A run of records
▬▬▬▬▬▬▬▬▬▬
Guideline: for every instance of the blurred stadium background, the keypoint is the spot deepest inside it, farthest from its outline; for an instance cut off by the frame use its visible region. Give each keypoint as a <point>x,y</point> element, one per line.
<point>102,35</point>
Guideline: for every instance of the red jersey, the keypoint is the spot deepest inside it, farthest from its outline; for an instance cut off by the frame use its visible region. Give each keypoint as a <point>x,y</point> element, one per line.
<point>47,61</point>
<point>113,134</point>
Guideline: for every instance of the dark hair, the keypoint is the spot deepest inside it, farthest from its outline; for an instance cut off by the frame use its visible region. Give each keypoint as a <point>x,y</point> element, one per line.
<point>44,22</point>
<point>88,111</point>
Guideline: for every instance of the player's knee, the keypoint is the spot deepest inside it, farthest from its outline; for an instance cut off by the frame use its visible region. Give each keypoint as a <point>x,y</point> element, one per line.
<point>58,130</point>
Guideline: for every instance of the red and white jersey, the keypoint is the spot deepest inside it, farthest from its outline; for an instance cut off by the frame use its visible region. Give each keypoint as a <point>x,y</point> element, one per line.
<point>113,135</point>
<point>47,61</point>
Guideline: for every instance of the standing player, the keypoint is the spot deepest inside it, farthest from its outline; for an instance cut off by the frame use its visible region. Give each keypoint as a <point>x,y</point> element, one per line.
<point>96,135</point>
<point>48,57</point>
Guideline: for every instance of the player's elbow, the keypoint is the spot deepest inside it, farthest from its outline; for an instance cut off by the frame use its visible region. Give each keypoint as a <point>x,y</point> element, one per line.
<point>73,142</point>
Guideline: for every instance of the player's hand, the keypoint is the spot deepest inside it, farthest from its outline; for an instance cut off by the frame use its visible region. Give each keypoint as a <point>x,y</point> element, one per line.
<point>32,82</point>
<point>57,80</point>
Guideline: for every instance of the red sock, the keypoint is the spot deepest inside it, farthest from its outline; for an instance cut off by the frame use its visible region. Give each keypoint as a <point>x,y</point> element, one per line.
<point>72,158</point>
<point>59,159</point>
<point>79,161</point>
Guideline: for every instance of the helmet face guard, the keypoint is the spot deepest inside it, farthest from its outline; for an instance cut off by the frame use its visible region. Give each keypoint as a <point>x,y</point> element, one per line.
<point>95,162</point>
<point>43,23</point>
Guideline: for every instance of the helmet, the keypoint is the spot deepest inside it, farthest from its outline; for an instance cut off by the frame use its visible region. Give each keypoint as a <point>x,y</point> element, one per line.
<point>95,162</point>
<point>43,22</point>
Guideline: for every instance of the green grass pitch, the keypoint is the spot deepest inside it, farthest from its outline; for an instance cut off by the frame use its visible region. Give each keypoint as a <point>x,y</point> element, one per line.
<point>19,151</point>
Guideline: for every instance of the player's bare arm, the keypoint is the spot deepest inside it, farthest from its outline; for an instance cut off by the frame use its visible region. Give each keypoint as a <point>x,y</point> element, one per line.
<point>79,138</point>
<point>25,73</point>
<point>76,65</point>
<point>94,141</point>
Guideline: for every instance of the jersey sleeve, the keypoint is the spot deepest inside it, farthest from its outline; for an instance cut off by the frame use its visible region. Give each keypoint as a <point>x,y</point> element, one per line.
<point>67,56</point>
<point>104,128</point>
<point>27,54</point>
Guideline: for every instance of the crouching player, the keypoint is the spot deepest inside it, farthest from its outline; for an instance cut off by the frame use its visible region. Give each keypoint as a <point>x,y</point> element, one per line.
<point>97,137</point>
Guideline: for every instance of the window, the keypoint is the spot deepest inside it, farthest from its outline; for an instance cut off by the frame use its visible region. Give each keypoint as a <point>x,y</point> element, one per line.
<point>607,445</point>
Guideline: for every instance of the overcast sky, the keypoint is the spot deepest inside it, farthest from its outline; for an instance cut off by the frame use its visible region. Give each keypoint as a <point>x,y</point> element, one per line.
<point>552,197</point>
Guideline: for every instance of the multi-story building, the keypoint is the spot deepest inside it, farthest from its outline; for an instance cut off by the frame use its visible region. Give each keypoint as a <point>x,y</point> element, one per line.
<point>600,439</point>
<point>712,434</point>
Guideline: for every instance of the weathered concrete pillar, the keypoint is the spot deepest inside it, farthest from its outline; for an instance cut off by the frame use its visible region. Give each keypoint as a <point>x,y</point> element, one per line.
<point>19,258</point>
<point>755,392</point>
▬▬▬▬▬▬▬▬▬▬
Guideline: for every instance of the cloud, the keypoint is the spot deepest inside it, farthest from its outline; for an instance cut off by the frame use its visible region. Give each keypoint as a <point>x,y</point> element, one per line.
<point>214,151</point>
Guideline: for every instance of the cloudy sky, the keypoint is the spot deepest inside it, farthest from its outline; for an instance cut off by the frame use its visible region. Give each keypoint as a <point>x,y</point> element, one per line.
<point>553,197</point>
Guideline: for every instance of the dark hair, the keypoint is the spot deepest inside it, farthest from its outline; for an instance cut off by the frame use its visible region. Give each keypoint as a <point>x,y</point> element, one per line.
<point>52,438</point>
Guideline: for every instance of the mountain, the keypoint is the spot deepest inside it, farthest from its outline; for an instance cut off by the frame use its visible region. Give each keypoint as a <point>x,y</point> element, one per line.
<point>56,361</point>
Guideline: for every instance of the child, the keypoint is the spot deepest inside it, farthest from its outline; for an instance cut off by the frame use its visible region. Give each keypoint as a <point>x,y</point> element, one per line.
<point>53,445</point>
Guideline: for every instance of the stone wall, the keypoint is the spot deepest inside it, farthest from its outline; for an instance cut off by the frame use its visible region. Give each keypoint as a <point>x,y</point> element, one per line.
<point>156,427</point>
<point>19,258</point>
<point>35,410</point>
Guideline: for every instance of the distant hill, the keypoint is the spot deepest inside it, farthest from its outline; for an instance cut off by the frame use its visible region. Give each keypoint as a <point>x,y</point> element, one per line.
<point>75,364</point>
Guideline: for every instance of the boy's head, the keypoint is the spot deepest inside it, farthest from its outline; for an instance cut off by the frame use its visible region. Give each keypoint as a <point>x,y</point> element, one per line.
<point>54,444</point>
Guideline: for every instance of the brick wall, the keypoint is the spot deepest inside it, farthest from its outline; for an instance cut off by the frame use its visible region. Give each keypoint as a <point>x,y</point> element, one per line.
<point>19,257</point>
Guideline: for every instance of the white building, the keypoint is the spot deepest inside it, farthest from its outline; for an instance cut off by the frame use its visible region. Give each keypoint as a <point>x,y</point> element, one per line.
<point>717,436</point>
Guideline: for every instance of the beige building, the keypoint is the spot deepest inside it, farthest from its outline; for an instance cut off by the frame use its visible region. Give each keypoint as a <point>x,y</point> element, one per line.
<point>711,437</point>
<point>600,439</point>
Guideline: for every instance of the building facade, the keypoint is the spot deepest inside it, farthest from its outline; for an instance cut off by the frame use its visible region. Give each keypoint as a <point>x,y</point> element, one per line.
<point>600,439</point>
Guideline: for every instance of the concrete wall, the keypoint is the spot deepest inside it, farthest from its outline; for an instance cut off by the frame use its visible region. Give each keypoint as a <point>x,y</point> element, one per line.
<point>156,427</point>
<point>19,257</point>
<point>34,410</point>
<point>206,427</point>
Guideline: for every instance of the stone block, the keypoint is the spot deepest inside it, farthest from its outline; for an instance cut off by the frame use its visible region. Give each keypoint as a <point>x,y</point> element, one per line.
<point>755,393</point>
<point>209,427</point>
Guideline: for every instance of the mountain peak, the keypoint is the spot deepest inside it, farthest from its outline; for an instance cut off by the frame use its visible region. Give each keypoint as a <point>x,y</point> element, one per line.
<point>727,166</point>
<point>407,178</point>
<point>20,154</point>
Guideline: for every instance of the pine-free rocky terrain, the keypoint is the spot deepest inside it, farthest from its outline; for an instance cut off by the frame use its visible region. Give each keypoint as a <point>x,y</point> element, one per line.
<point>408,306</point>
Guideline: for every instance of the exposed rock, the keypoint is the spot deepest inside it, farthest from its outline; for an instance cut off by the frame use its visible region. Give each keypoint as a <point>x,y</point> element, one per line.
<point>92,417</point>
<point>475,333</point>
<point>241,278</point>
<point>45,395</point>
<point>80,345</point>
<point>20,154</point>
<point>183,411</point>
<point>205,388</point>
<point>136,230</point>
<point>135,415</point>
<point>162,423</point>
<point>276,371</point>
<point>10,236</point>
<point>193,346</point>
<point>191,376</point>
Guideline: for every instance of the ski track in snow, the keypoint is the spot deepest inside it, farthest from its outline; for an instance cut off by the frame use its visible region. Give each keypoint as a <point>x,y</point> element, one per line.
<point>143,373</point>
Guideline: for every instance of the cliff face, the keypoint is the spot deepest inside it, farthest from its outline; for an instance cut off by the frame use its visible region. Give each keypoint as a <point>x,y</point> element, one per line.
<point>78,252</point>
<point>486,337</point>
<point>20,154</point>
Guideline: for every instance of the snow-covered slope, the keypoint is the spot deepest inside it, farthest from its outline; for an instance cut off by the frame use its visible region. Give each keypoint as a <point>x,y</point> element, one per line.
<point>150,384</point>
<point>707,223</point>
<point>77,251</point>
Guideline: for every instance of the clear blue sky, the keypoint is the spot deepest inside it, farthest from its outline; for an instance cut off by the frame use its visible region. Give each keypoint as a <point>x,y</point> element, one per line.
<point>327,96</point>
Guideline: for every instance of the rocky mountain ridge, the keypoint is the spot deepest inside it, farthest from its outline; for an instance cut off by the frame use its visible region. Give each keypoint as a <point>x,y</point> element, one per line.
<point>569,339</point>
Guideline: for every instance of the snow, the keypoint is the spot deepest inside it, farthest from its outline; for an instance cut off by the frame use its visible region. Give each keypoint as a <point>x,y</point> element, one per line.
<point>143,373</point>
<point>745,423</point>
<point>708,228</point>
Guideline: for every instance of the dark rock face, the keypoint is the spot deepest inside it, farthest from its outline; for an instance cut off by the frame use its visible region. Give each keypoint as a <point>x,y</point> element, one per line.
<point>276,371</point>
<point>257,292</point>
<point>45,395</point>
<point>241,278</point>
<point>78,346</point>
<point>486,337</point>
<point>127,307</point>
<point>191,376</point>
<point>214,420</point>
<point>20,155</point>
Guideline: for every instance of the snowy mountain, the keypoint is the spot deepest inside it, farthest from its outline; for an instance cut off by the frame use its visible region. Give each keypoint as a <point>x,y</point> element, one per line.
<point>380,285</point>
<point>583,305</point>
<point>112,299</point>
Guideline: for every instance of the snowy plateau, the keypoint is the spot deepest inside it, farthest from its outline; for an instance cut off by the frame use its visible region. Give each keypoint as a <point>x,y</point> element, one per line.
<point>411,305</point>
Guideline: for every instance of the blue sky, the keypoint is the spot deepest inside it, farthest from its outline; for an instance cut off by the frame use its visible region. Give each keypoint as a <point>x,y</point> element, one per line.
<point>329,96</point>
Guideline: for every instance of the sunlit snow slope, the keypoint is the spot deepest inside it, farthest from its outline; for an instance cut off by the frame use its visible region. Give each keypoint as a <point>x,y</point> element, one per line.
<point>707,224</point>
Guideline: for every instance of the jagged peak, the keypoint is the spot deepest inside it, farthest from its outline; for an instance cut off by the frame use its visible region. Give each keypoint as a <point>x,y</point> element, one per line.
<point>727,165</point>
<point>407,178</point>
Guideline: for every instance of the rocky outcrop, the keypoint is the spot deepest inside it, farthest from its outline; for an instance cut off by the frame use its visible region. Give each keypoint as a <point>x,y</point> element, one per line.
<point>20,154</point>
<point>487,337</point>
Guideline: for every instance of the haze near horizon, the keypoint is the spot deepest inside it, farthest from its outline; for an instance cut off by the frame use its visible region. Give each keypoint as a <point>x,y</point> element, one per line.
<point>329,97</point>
▬▬▬▬▬▬▬▬▬▬
Job: How many lines in the records contain the string "near"? Reply with the number only.

Problem solution: 1